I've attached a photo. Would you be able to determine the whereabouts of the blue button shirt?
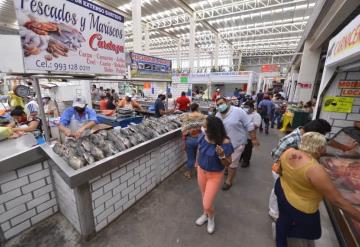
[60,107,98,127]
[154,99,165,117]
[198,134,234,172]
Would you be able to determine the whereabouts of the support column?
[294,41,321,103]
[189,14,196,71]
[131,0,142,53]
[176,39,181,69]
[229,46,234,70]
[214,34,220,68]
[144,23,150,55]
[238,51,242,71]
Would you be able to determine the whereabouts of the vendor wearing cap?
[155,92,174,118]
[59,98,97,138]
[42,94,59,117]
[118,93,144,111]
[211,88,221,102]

---

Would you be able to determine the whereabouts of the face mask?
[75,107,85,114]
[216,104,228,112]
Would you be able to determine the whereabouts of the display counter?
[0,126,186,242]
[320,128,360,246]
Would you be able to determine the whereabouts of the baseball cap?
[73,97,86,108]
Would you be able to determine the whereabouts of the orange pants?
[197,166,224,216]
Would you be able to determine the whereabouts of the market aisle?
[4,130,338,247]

→ **Exercise**: Scale the listing from the line containing "Would you be able to determine the whereabouts of the vendor" down through the line containing "[211,88,221,102]", both included, and write out only those lines, the request among them. Multiply each bounding-box coordinate in the answers by 2.3 and round to whole numbers, with halves rounded up.

→ **Solution**:
Would you be able to determine the whereabouts of the vendor wearing cap?
[357,212,400,271]
[136,225,223,317]
[97,216,136,269]
[271,214,331,255]
[485,202,508,235]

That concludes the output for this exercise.